GIVEN PROBLEM ▸
Reproduce every item below, substituting "put a dot on" for each occurrence of "place a marker on" and leaving all other wording unchanged.

===============

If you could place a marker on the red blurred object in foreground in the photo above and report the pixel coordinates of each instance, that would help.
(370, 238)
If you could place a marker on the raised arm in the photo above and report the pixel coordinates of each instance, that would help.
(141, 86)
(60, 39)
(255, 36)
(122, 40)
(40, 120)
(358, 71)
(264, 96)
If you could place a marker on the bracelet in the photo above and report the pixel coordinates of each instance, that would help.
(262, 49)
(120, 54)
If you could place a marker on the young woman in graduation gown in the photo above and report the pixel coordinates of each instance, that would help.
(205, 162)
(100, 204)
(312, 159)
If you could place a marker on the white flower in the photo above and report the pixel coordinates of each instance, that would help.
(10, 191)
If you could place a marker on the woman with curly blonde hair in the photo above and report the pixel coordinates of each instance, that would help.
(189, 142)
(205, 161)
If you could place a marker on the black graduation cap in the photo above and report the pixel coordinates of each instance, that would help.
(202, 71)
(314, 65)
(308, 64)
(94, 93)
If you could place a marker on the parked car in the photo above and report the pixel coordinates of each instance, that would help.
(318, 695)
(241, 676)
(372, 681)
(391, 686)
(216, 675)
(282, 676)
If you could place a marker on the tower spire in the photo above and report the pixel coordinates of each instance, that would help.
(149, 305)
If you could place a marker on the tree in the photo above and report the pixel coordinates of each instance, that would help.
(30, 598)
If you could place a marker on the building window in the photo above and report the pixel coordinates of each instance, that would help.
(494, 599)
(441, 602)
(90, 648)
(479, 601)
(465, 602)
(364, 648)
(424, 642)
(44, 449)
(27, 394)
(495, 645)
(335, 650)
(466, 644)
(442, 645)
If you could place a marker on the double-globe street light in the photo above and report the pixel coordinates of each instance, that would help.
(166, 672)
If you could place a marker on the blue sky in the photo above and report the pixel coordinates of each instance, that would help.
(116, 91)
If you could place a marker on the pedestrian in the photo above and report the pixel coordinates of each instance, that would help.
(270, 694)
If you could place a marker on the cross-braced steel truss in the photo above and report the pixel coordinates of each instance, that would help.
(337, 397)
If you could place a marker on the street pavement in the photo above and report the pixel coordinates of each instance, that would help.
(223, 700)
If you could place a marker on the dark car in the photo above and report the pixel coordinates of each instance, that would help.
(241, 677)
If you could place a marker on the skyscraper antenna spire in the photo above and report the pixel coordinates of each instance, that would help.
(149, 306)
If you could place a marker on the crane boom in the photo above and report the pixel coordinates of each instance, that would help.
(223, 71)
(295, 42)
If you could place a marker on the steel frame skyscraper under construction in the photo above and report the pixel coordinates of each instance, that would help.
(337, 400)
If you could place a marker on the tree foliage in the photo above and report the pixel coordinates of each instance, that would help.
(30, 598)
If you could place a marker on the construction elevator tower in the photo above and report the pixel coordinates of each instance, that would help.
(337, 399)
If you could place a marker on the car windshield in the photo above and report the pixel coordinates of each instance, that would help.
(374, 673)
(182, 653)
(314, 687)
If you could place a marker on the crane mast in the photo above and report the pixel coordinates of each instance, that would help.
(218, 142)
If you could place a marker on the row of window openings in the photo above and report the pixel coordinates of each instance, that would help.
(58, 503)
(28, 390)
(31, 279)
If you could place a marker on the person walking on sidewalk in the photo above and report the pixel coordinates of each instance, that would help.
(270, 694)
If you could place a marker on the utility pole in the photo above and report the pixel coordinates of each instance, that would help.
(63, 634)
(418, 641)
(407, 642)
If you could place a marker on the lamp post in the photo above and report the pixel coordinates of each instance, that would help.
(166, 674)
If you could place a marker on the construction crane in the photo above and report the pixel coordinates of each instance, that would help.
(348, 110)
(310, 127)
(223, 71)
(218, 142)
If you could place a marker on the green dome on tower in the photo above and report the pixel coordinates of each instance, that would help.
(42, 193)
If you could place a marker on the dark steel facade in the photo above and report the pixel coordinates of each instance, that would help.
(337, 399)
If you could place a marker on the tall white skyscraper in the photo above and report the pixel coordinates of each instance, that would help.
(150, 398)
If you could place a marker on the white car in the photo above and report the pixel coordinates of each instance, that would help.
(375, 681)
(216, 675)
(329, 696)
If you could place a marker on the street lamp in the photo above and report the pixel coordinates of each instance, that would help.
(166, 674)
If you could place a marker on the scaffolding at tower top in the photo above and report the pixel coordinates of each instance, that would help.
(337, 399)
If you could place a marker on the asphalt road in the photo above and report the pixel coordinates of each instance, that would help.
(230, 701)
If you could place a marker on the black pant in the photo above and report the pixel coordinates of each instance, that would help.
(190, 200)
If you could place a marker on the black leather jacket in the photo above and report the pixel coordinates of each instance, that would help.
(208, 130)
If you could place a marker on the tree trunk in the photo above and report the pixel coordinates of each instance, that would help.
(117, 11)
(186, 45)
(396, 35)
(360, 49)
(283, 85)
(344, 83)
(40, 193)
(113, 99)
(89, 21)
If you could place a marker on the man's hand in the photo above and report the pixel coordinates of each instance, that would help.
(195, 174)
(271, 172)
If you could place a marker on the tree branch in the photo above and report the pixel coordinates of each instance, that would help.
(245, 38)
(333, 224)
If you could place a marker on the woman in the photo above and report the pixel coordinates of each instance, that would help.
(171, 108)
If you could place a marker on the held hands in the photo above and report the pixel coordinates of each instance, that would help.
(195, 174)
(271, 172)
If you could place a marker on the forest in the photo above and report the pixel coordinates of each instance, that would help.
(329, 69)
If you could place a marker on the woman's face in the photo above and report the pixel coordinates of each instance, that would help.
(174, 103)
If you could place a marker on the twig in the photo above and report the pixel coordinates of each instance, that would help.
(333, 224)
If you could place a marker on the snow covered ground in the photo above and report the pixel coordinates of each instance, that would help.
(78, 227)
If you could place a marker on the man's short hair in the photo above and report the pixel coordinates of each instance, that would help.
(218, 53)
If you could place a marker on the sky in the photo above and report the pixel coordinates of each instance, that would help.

===============

SOLUTION TO THIS TASK ▸
If you could put a dot on the red blurred object in foreground in the photo above and report the pixel coordinates of each instance, that would help.
(370, 238)
If you could put a dot on the raised arm in the photo above and report the pixel coordinates of each instance, that would help.
(141, 86)
(60, 39)
(255, 36)
(122, 40)
(40, 120)
(358, 71)
(264, 96)
If you could put a dot on the bracelet in the photo above and report the pixel coordinates of each instance, that would help.
(262, 49)
(120, 54)
If you could put a dot on the young woman in graduation gown in the photo above and report the pixel coordinates of each instance, that would help.
(205, 162)
(100, 204)
(312, 159)
If you could put a dot on the white flower in the photo above and report the pixel coordinates of each instance, that would help.
(10, 191)
If you could put a dot on the woman with curly blonde hair in the photo above and report the pixel coordinates of each instance, that would help.
(189, 142)
(205, 161)
If you could put a dot on the black graduation cap in the photo above and report the pixel coordinates of each instance, that would help.
(202, 71)
(314, 65)
(308, 64)
(94, 93)
If you could put a dot on the parked car in the photo above and report the pixel coordinates of each instance, that would help.
(318, 695)
(241, 676)
(372, 681)
(391, 686)
(216, 675)
(282, 676)
If you could put a dot on the tower spire in the photo above and report the pixel coordinates of each instance, that would help.
(149, 305)
If you could put a dot on the tree in the photo above and report the pixel coordinates of each instance, that would help.
(30, 598)
If you could put a dot on the building window in the photo above and report the pixel coordinates of each instance, that would help.
(494, 599)
(441, 602)
(90, 648)
(479, 601)
(465, 602)
(364, 648)
(424, 642)
(44, 449)
(27, 394)
(495, 645)
(335, 650)
(466, 644)
(442, 645)
If you could put a dot on the double-globe street light in the photo above and report the pixel coordinates of each instance, that would help.
(166, 672)
If you could put a dot on the blue sky in the photo above and report the pixel coordinates of each instance, that would help.
(116, 91)
If you could put a dot on the pedestrian in the photo above and report the pixel coordinates of each instance, that would help.
(270, 694)
If you could put a dot on the cross-braced steel truss in the photo above and report the pixel coordinates of each instance, that would help.
(337, 397)
If you could put a dot on the street pavement in the photo above and report the pixel coordinates of each instance, that would help.
(223, 700)
If you could put a dot on the dark car in the photo above and report the pixel coordinates of each instance, that would help.
(241, 677)
If you could put a dot on the skyscraper antenna spire in the photo above and report the pixel coordinates of each instance, that would help.
(149, 306)
If you could put a dot on the crane boom in the photo above and report the pixel coordinates of each instance, that would help.
(223, 71)
(295, 42)
If you could put a dot on the steel frame skyscraper under construction in the photo above and report the pixel coordinates of each instance, that would help.
(337, 400)
If you could put a dot on the tree foliage in the photo above and report the pixel coordinates of each instance, that would help.
(30, 598)
If you could put a dot on the construction elevator tower in the photo above and report the pixel coordinates of each instance, that would help.
(337, 399)
If you could put a dot on the car windshield in the photo above and report the pixel coordinates of each instance, that would help.
(374, 673)
(182, 653)
(314, 687)
If you could put a dot on the crane mast in the photo above and report the pixel coordinates of each instance, that would help.
(218, 142)
If you could put a dot on the row of window openings in the photo above and report the pixel coordinates of each instance, that would help.
(58, 503)
(28, 390)
(31, 279)
If you could put a dot on the person walking on sidewalk in the photo above and report the pixel coordinates of each instance, that would help.
(270, 694)
If you could put a dot on the utility pole in the photo above and report the pixel coordinates of each instance, that would help.
(63, 634)
(418, 641)
(407, 642)
If you could put a dot on the lamp post in the photo above and report the pixel coordinates of each instance, that would help.
(166, 674)
If you could put a dot on the construction crane in the photo above and report the pixel coordinates of each instance, that would help.
(348, 110)
(310, 127)
(223, 71)
(218, 142)
If you could put a dot on the green dome on tower in the photo above and report the pixel coordinates of each instance, that would help.
(42, 193)
If you could put a dot on the dark steel facade in the photo above and report the pixel coordinates of each instance, that would help.
(337, 399)
If you could put a dot on the tall white skyscraper in the photo above and report the pixel coordinates of each instance, that would help.
(150, 398)
If you could put a dot on the white car in the photo above and report the pixel coordinates of each instance, that would help.
(375, 681)
(216, 675)
(329, 696)
If you could put a dot on the street lamp in the photo above and report the pixel coordinates of each instance, that would help.
(166, 674)
If you could put a dot on the scaffolding at tower top in the photo above and report the pixel coordinates of each instance, that would help.
(337, 399)
If you could put a dot on the asphalt road in the photo above and report the pixel coordinates of each instance, that would help.
(230, 701)
If you could put a dot on the black pant in the photo above and report the pixel coordinates of each instance, that would help.
(190, 200)
If you could put a dot on the black leather jacket in the photo above and report the pixel coordinates of each instance, that would help.
(208, 130)
If you could put a dot on the tree trunk in the photo above and report the pixel coordinates of each instance, that would help.
(117, 11)
(186, 45)
(396, 35)
(360, 49)
(283, 85)
(344, 83)
(40, 193)
(113, 99)
(89, 21)
If you could put a dot on the man's hand in the photo above and report the pixel coordinates of each instance, that would help.
(195, 174)
(271, 172)
If you could put a dot on the tree branch in the photo above and report the pixel coordinates of each instance, that would help.
(245, 38)
(333, 224)
If you could put a dot on the woman in the photo above and report the pixel coordinates of each instance, that would help.
(171, 108)
If you could put a dot on the held hands in the photo above and report the pixel coordinates of each instance, that would help.
(195, 174)
(271, 172)
If you could put a dot on the forest in the photo above and report the pixel coordinates of each instance, that would help.
(329, 69)
If you could put a dot on the woman's face in the photo above and report the pixel coordinates of each instance, that would help.
(174, 103)
If you could put a dot on the twig in the photo above and report the pixel coordinates of each instance, that would help.
(333, 224)
If you could put a dot on the snow covered ground in the photo above and report the pixel coordinates of each instance, that would help.
(78, 227)
If you could put a dot on the man's short hair in the photo above and report the pixel coordinates of each instance, that would help.
(218, 53)
If you could put a dot on the sky in the photo above and report the pixel coordinates of each instance, that would help.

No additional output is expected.